## TASK BRIEF
Nothing except the pictures should be left out when you reproduce the listing exactly.

## INFORMATION SHOWN
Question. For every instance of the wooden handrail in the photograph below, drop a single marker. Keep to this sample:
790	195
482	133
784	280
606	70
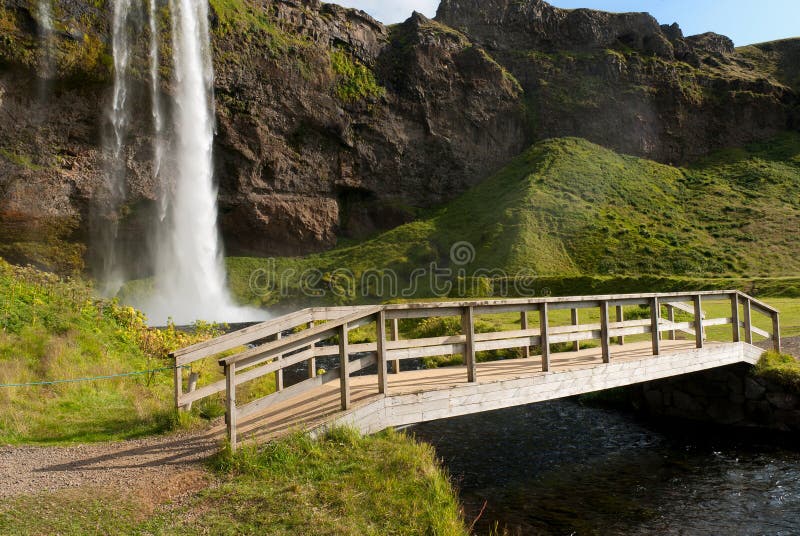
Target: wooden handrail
289	350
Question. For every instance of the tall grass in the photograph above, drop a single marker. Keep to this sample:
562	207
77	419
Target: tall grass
54	329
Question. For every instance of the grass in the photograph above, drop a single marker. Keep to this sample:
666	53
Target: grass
570	211
342	483
780	368
53	329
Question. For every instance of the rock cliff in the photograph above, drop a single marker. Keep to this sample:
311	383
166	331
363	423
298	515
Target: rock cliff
332	125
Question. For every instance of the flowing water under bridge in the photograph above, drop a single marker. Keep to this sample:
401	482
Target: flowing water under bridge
667	334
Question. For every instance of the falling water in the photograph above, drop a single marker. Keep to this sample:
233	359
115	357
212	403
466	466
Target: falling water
190	275
46	37
111	275
158	117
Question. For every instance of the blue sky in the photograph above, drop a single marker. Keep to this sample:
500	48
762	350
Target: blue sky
744	21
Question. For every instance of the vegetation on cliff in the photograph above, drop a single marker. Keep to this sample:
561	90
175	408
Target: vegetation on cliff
568	207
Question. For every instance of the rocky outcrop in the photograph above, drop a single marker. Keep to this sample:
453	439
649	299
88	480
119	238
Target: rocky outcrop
624	81
731	396
332	125
304	154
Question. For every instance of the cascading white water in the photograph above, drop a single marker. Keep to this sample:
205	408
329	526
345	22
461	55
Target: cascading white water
190	275
114	188
158	114
46	36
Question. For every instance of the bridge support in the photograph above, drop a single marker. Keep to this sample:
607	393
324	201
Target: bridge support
230	403
468	328
544	331
380	336
523	324
604	340
655	318
698	321
576	346
344	366
735	317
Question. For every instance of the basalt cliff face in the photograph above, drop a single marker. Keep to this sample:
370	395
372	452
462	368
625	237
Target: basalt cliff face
332	125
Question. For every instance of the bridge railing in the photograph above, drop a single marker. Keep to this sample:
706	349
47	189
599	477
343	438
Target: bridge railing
313	333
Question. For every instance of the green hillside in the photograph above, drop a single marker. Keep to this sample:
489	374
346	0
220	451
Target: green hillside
567	207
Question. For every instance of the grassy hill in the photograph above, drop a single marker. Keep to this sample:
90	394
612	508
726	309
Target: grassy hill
567	208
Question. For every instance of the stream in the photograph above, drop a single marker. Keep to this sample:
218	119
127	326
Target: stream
565	468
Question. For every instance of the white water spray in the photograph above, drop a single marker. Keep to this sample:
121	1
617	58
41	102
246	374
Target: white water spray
46	36
115	190
158	114
190	275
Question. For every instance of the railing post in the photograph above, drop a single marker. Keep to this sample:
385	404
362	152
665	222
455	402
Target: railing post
544	333
395	334
380	336
178	377
312	361
468	328
671	318
748	321
279	372
698	321
344	366
230	403
776	331
604	332
193	379
523	323
576	346
737	337
655	315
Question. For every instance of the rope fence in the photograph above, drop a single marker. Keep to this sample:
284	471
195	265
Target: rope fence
94	378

## SOLUTION BELOW
Question. For every instance of the wooden handrail in the photograph below, drop a single marker. Keep to this sample:
790	195
482	133
784	280
606	70
Target: wooden handrail
289	350
Question. For every instance of the tall grass in the photograph above, drop a single marker. Keep to this sample:
562	207
77	419
Target: tall grass
54	329
Question. For every instance of the grass in the photograph above, drop a single marker. Keep to this sample:
666	53
Target: grass
570	211
342	483
780	368
53	329
Question. For every instance of the rock cliff in the photograph above, drop a single marker. Keep to this sample:
311	383
166	331
363	423
298	515
Target: rock cliff
332	125
Question. For every instance of the flowing water under bridge in the photograph above, drop a single marker. Keep to this sample:
401	482
Target: flowing water under bridge
667	334
Question. For every instance of the falling water in the photograph above, drop a single marker. Keep to this sample:
233	359
115	357
212	403
466	466
Target: falling water
190	275
46	37
111	275
158	117
Question. For every instance of the blue sky in the photograph above, drop a single marker. Keep to this sample:
500	48
762	350
Target: blue sky
744	21
Question. For every instance of the vegetation on cliff in the photograph above, drop a single marker. Keep to this sample:
561	90
175	408
Target: vegetation on cliff
568	207
Question. For every instance of the rocky outcrop in the photograph above, drop a single marker. Keep to this sample:
453	439
649	299
88	480
119	238
Target: rocky outcrop
624	81
731	396
332	125
304	154
Question. For every instance of the cascading white water in the photograph above, drop a single marker. Keep to this sample:
205	408
329	526
345	22
461	55
Target: cascading white water
190	275
114	188
158	114
46	36
Question. For every instance of the bridge support in the photograph above, drop a single marker. Keep to this sample:
607	393
324	201
Target: bridge support
230	403
468	328
544	331
380	336
523	324
604	340
655	318
698	321
576	346
344	366
735	317
Question. For every instance of the basalt cliff face in the photograph above, drop a single marker. Keep to this sample:
370	395
372	452
462	368
625	237
Target: basalt cliff face
332	125
Question. For every instance of the bridge railing in the photograph above, drop a single marker. Keep to this sample:
706	349
47	189
599	477
343	438
Target: bridge railing
313	333
Question. For every instance of the green hillside in the photograph above, drop a single marker. Keep to this sample:
489	374
346	0
220	451
Target: green hillside
567	207
Question. For every instance of the grassy hill in the photograph above, drop a single marker. Keep to this sample:
90	394
612	508
726	309
Target: grassy hill
567	208
Question. For every instance of the stream in the photograph above, drop a single marker. Keep to this sample:
218	119
127	326
Target: stream
565	468
Question. For every instance of the white water spray in the photograph above, drop a single marker. Keep to this sample:
121	1
617	58
41	102
246	374
Target: white water spray
46	36
115	190
158	114
190	275
Question. For every instance of the railing post in the photograph above, drop a single marker. Keep to this sample:
385	404
362	152
665	222
455	402
Target: railing post
544	333
395	334
380	336
178	377
312	361
468	328
671	318
748	321
279	372
698	321
344	366
230	403
776	331
604	332
193	379
523	323
576	346
737	337
655	315
Question. For every instance of the rope fence in the photograph above, drop a single marker. Keep to this sample:
284	471
195	265
Target: rope fence
94	378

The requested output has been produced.